Stated exercise:
Transcribe verbatim every line from the line containing "For every instance of the farmer bending" to the end of the entries, including both endpoints. Output nothing beyond those lines.
-- begin --
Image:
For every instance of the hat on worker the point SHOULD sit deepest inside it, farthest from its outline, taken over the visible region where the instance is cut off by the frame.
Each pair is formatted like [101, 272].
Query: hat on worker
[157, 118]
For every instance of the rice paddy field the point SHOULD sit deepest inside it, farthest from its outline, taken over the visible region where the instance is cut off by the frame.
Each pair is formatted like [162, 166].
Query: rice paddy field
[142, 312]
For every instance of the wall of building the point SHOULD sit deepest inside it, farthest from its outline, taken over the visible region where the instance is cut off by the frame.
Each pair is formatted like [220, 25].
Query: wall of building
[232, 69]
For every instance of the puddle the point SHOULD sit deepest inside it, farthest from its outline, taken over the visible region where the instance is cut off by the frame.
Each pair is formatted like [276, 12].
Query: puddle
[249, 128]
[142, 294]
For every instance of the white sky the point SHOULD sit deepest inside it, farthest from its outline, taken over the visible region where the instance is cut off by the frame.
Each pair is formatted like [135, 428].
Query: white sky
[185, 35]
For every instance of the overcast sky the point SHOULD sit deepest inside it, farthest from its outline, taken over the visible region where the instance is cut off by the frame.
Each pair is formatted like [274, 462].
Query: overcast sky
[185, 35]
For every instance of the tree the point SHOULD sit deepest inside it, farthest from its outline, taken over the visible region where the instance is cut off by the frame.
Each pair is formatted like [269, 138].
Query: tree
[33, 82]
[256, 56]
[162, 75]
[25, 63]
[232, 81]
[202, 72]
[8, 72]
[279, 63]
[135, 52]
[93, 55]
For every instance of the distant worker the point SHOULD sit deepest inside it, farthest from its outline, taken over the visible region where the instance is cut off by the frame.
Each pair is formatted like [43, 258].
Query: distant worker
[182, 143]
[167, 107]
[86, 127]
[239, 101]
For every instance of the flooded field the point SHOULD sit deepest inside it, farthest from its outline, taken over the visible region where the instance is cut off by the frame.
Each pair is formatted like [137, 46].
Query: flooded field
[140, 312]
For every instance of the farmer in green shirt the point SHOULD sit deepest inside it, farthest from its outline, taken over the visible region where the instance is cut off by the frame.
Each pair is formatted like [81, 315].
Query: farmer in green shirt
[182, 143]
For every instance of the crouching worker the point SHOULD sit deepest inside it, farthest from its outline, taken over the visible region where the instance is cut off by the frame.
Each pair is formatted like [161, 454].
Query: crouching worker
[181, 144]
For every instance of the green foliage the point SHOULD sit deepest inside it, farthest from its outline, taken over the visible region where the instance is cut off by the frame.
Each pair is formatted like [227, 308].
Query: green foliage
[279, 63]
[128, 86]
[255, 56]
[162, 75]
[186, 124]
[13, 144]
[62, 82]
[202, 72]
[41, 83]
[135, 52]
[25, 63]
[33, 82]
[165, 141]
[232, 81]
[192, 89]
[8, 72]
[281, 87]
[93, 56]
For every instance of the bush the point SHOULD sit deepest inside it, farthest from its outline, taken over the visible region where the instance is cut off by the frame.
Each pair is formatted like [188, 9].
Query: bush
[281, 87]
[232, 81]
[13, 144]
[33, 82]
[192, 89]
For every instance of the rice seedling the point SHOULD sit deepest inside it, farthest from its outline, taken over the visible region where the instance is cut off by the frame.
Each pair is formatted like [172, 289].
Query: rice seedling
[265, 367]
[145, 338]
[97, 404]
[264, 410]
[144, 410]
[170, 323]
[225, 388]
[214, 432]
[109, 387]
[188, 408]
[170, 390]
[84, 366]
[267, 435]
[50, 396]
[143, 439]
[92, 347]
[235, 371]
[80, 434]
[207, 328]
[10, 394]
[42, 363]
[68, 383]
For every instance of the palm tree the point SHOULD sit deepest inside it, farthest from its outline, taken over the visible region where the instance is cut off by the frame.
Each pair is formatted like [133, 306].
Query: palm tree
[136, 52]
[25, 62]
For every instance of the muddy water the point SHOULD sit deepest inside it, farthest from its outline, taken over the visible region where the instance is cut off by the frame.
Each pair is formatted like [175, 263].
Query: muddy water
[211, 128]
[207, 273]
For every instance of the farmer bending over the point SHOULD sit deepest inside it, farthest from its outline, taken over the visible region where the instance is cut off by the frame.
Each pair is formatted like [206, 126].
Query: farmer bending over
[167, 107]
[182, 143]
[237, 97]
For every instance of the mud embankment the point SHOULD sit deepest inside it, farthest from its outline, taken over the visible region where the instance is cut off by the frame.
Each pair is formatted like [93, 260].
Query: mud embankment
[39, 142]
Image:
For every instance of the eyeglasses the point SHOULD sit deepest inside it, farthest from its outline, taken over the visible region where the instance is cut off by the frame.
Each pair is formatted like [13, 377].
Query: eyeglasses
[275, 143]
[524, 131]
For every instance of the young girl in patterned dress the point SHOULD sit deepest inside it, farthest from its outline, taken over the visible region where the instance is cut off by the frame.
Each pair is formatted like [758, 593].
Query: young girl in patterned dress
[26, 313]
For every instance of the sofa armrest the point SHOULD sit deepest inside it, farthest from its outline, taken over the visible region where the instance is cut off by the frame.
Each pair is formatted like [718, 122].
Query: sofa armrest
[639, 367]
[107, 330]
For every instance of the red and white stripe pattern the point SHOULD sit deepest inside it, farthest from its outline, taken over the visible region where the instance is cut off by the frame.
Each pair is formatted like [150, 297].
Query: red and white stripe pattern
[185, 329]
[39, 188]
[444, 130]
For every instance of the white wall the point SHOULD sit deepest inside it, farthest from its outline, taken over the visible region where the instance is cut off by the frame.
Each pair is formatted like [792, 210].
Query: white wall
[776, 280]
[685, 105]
-- end --
Output below:
For every instance of the farmer bending over the point SHOULD sit deepest inside it, farthest from its outline, taken over the visible region where the instance is cut off by the frame.
Each pair is formatted like [206, 126].
Query: farmer bending over
[167, 107]
[182, 143]
[237, 97]
For every instance of the mud embankment the point SHOULD sit deepest inside it, farthest from its outline, taken over the visible region where the instance is cut off by the frame.
Each pair is formatted like [93, 260].
Query: mud embankment
[39, 142]
Image:
For every instance of the eyeglasses the point SHOULD sit deepest inside it, farthest from its outline, taken over the visible region where the instance is cut off by the frame.
Each pair is formatted like [13, 377].
Query: eyeglasses
[275, 143]
[524, 131]
For every instance of the young girl in patterned dress the point SHOULD sit deepest inside it, farthest from its outline, taken over the visible region where the instance is cut off by the frame.
Each pair is formatted like [758, 593].
Query: young girl in patterned dress
[26, 313]
For every instance of the sofa armrest the point SHOULD sit deepest inside it, farthest from its outline, taken over the visible region where the instance is cut off by the frame.
Each pair is formatted like [718, 122].
Query: sofa armrest
[639, 367]
[107, 330]
For every instance of the red and white stripe pattern the point SHOULD sit deepest inside it, farthest from its outline, taken over the visible region where the instance is cut off by the frame.
Each pair is formatted like [150, 297].
Query: red and white stripe pattern
[185, 329]
[39, 188]
[444, 130]
For every instance of the white wall the point SHOULD sit deepest inside it, farthest from its outline, taken over the visible region where the instance is cut off by the frame.
Each pair is formatted like [792, 210].
Query: white wall
[776, 280]
[685, 105]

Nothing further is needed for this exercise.